▶ [What you need to do]
Update the data below by changing "even-odd rule" to "nonzero winding rule" wherever it occurs, leaving every other line unchanged.

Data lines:
• • • • • • •
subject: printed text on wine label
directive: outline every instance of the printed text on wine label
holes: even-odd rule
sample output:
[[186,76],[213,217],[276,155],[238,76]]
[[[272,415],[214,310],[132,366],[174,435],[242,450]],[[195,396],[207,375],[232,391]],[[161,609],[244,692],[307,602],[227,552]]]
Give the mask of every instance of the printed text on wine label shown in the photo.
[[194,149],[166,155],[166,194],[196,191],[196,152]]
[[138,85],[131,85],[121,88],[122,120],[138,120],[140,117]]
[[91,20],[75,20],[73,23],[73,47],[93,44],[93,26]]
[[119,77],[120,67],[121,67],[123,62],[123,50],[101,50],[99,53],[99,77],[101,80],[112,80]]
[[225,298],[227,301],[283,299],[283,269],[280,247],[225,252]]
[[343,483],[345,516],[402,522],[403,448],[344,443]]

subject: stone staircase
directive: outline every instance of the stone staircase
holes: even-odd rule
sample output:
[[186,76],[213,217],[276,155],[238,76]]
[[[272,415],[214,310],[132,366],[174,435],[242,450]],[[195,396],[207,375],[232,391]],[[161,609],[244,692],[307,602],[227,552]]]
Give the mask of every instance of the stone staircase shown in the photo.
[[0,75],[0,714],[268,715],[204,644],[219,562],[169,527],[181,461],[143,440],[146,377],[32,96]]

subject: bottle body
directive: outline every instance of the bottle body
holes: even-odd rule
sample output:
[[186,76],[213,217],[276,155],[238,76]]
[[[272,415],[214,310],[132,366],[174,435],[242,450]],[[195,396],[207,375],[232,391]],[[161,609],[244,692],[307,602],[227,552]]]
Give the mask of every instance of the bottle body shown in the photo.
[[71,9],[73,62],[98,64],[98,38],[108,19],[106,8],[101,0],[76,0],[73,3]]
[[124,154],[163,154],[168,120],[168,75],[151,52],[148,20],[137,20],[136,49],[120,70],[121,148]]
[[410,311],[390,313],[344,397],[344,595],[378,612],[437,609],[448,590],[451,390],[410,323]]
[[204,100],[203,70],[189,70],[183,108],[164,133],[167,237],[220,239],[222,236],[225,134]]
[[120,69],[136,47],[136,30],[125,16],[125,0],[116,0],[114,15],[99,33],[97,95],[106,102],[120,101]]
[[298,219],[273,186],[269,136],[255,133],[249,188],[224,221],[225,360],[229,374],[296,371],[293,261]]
• • • • • • •
▶ [Result of the exercise]
subject: printed text on wine label
directive: outline every instance of the printed text on wine label
holes: nonzero winding rule
sample output:
[[186,76],[213,217],[276,155],[238,76]]
[[[272,415],[214,310],[132,366],[174,435],[242,450]],[[195,396],[207,375],[232,391]],[[161,609],[244,692],[307,602],[227,552]]]
Give the mask of every instance of the printed text on wine label shown in the photo.
[[194,149],[166,155],[166,194],[196,191],[196,152]]
[[138,85],[131,85],[121,88],[122,120],[138,120],[140,117]]
[[91,20],[75,20],[73,23],[73,47],[93,44],[93,26]]
[[119,77],[120,67],[121,67],[123,62],[123,50],[101,50],[99,53],[99,77],[101,80],[112,80]]
[[225,298],[227,301],[283,299],[283,269],[280,247],[225,252]]
[[343,483],[345,516],[402,522],[403,448],[344,443]]

subject: stone staircase
directive: outline every instance of the stone staircase
holes: nonzero winding rule
sample output:
[[186,76],[213,217],[276,155],[238,76]]
[[[272,415],[214,310],[132,366],[174,435],[242,450]],[[195,396],[207,375],[232,391]],[[161,609],[244,692],[307,602],[227,552]]]
Give the mask of every instance of the stone staircase shown in the photo.
[[0,75],[0,714],[268,715],[204,644],[219,562],[169,527],[181,461],[143,440],[146,377],[32,96]]

subject: bottle body
directive: outline every instance of the bottle body
holes: nonzero winding rule
sample output:
[[186,76],[213,217],[276,155],[238,76]]
[[[272,415],[214,310],[132,366],[174,435],[242,450]],[[195,396],[207,375],[232,391]],[[161,609],[244,692],[307,602],[227,552]]]
Give the mask of every instance of the bottle body shown in the photo.
[[71,9],[73,62],[98,64],[98,38],[108,19],[106,8],[101,0],[76,0],[73,3]]
[[124,154],[163,154],[168,120],[168,75],[151,52],[148,20],[137,20],[136,49],[120,70],[121,148]]
[[410,311],[390,313],[344,397],[344,595],[378,612],[437,609],[448,590],[451,390],[410,323]]
[[204,100],[203,70],[189,70],[183,108],[164,133],[167,237],[220,239],[222,236],[225,134]]
[[120,69],[136,47],[136,30],[125,16],[125,0],[116,0],[114,15],[99,33],[97,95],[106,102],[120,101]]
[[298,219],[273,186],[269,136],[255,133],[249,188],[224,221],[225,360],[229,374],[296,371],[293,261]]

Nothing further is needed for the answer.